+++ Source passage

Out of all of the learning, the key takeaways message for attendees were below:

  1. NOT RUNNING as root – fixes a lot of security issues, hence it is very important to run containers as non-root and with minimal privileges.
  2. Use pod security standard – restricted wherever possible

2. GitOps with Argo CD and Rollouts Training & Certification

This workshop was jam packed – great contents including labs. The workshop attendees were given two certifications training courses for free (worth of US$78).

Below are learning summary from GitOps Fundamentals – mainly GitOps Principles, Argo CD and Helm chart.

Argo CD and DevSecOps Specific Learning

  • Argo CD Overview
    • I did not know that Argo CD is part of the Argo family of projects
      • Argo Workflows : Kubernetes-native workflow engine supporting DAG and step-based workflows.
      • Argo CD: Declarative continuous delivery with a fully-loaded UI.
      • Argo Rollouts: Advanced Kubernetes deployment strategies such as Canary and Blue-Green made easy.
      • Argo Events : Event based dependency management for Kubernetes.
      • Sourced from, https://github.com/alexmt/argo-ecosystem-demo?tab=readme-ov-file
  • Argo CD Details
    • Argo CD is a declarative, GitOps continuous delivery tool for Kubernetes.
    • Why Argo CD? – Application definitions, configurations, and environments should be declarative and version controlled. Application deployment and lifecycle management should be automated, auditable, and easy to understand.

++++++

- **Problem description**: Please reproduce the workshop notes above word for word, from "2. GitOps with" to "and Helm chart.".

+++ Information given

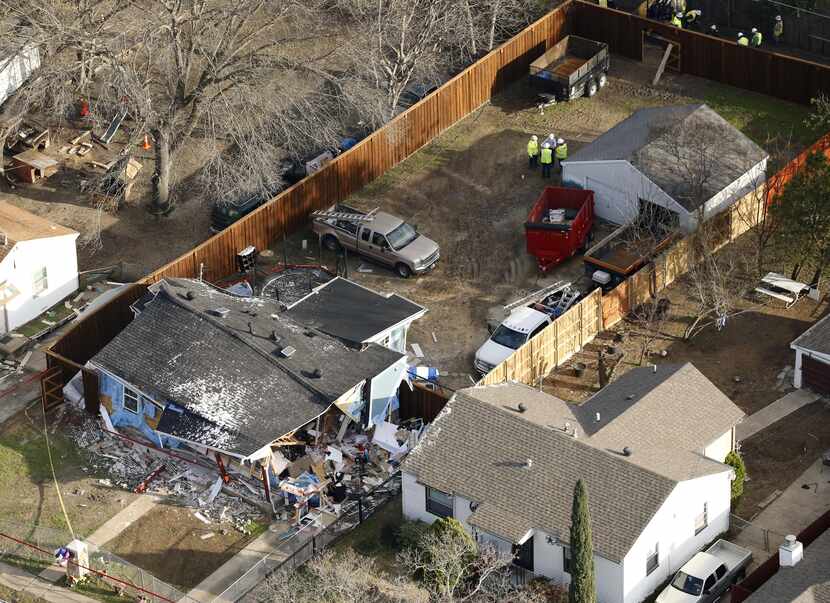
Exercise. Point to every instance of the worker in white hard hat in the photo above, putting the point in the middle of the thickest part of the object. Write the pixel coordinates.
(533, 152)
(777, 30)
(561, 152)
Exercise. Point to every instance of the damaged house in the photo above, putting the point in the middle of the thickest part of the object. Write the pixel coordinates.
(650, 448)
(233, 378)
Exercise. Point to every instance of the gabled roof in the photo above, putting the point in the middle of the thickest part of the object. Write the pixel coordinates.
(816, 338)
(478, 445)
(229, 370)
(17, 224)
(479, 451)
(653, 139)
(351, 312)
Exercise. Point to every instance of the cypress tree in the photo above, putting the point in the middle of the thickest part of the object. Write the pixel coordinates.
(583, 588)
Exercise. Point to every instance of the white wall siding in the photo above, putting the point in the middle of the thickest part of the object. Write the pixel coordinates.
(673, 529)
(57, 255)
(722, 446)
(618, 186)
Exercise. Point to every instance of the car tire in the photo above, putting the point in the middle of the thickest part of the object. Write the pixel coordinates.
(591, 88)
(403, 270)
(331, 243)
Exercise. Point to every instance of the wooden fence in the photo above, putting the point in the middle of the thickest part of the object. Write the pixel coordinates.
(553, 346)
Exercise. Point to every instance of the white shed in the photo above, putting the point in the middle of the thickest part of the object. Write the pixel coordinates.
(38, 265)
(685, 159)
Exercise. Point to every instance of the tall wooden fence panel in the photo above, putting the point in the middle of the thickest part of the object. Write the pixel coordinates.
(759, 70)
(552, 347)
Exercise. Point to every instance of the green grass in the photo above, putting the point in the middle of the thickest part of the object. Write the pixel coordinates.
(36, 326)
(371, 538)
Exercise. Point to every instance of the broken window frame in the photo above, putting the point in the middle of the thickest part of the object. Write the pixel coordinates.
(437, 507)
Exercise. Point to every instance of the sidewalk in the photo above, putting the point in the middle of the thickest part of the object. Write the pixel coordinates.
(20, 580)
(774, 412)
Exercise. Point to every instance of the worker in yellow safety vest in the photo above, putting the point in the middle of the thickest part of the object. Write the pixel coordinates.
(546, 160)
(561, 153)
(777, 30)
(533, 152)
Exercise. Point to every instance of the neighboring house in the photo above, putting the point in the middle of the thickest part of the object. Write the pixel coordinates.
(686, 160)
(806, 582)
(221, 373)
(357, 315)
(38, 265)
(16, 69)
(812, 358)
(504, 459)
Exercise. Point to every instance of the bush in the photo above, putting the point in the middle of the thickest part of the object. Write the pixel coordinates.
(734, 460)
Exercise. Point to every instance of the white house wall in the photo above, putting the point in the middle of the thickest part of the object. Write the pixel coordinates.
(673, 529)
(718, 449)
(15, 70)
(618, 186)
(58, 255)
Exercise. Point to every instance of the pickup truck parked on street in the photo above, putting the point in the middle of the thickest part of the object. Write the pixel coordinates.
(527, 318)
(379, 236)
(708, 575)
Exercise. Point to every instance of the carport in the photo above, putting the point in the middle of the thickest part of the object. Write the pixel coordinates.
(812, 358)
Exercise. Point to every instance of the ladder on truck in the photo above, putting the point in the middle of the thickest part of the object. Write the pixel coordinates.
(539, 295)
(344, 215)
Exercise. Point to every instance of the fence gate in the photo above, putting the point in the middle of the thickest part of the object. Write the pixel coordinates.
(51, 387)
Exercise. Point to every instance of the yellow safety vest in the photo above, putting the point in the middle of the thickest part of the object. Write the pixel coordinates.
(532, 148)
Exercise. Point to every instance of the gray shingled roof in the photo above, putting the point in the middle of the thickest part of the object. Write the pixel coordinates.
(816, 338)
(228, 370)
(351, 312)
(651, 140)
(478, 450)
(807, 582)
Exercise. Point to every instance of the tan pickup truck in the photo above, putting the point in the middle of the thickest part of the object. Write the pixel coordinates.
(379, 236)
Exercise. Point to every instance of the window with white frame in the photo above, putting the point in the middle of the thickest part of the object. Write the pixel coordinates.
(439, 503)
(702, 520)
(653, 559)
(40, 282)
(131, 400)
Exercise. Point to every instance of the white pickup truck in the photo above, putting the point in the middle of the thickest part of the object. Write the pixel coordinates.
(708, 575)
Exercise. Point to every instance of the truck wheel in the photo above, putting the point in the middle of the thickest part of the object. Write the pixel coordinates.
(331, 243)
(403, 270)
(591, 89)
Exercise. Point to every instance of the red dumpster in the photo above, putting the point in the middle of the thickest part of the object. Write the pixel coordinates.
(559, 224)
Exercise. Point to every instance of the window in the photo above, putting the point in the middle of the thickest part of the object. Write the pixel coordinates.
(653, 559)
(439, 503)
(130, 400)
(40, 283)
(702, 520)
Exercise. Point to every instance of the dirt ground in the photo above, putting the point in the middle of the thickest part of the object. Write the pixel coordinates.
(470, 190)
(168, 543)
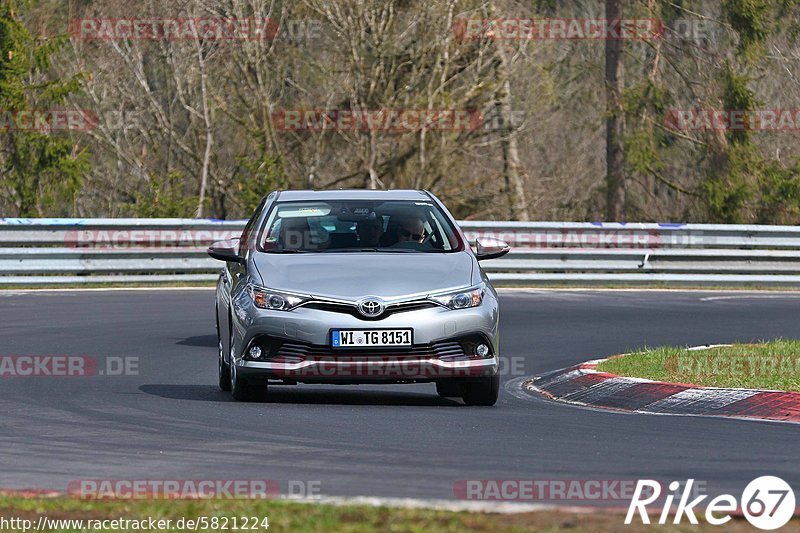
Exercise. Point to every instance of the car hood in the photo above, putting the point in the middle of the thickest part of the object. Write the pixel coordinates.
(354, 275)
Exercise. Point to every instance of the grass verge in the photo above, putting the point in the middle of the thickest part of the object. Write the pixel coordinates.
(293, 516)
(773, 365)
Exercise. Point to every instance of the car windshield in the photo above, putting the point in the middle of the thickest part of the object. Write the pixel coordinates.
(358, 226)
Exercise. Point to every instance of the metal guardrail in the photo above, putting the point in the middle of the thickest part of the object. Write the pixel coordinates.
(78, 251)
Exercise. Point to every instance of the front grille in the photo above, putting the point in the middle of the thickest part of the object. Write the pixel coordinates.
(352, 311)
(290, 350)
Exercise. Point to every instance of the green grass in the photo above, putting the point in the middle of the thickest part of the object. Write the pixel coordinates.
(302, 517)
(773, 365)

++++++

- **Expected output**:
2. GitOps with Argo CD and Rollouts Training & Certification

This workshop was jam packed – great contents including labs. The workshop attendees were given two certifications training courses for free (worth of US$78).

Below are learning summary from GitOps Fundamentals – mainly GitOps Principles, Argo CD and Helm chart.